### Work to be completed:
Copy out the records below, from the line that contains "Provide the outline of every instance of the red" through the line that contains "87], [182, 100]]", with both of those lines included, and write nothing else.

### Records provided:

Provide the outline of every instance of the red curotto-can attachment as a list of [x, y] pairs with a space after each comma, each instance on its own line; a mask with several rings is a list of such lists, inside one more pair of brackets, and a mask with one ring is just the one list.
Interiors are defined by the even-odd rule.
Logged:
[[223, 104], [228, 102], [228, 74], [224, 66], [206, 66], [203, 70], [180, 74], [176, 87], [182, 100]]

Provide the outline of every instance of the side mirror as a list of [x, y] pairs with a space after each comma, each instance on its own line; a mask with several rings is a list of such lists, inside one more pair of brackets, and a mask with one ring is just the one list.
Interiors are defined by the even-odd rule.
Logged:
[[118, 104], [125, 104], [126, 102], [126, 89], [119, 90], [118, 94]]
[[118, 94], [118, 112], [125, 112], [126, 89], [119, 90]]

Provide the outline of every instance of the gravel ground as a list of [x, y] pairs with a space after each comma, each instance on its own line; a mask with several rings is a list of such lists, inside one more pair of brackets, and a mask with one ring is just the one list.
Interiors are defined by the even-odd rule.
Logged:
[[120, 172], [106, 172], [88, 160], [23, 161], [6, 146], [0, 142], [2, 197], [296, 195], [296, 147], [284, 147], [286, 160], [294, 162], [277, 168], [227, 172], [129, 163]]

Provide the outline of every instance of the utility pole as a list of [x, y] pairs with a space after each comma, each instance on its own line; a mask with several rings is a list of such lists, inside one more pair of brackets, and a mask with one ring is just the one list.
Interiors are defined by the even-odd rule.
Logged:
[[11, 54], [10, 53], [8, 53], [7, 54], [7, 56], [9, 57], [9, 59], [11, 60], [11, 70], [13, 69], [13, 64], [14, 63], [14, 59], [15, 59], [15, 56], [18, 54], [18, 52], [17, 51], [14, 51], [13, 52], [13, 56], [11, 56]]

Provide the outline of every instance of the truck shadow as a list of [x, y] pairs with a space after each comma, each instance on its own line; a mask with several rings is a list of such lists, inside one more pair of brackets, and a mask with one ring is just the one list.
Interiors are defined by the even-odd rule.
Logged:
* * *
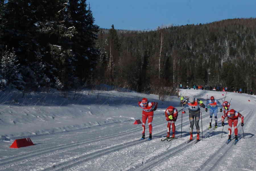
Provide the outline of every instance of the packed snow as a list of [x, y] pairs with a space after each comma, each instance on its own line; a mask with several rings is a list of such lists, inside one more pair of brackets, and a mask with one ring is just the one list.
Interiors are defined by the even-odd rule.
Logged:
==
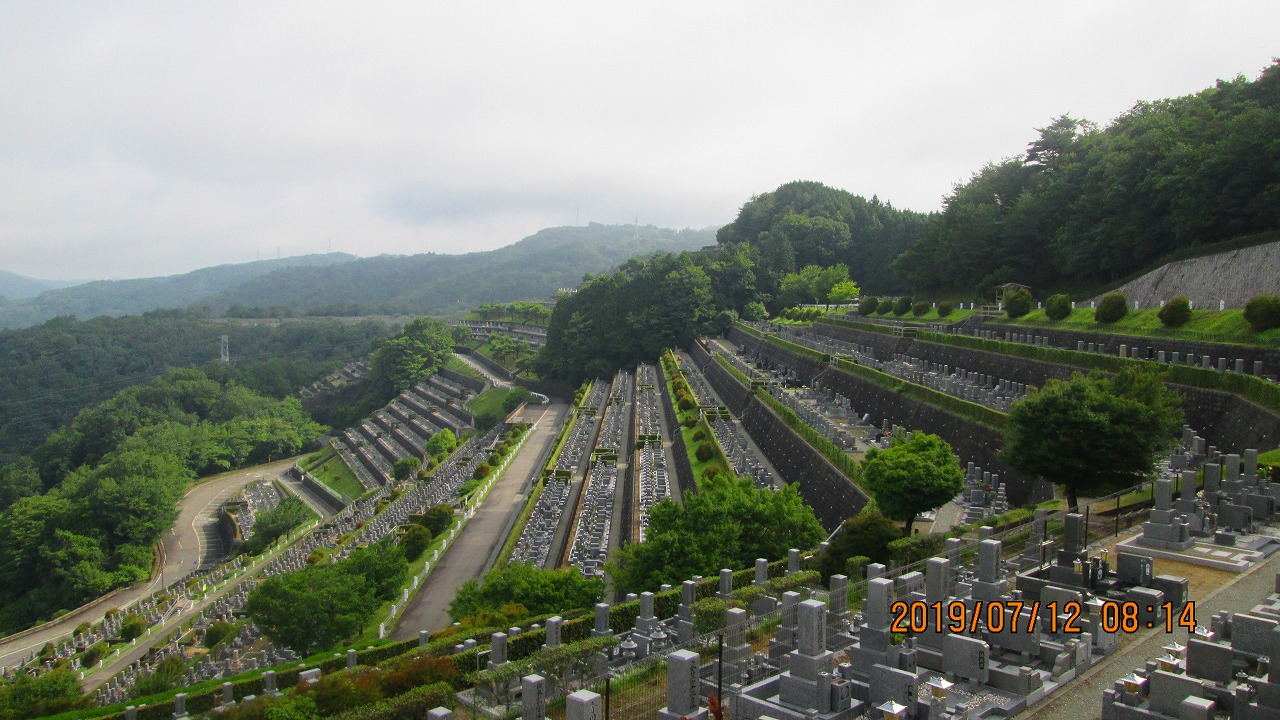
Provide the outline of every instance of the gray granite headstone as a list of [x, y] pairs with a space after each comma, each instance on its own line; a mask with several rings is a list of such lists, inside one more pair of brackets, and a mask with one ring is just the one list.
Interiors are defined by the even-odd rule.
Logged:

### Exercise answer:
Provide the outline of every instance of the red curotto-can attachment as a list of [x, y] pairs with a space after each comma, each instance on its own line; a mask with several rings is a list of such lists, inside one more pair of brackets, and a mask with one ring is just the one list.
Interiors are defined by the even-odd rule.
Logged:
[[223, 104], [228, 102], [228, 74], [224, 66], [206, 66], [203, 70], [180, 74], [176, 87], [182, 100]]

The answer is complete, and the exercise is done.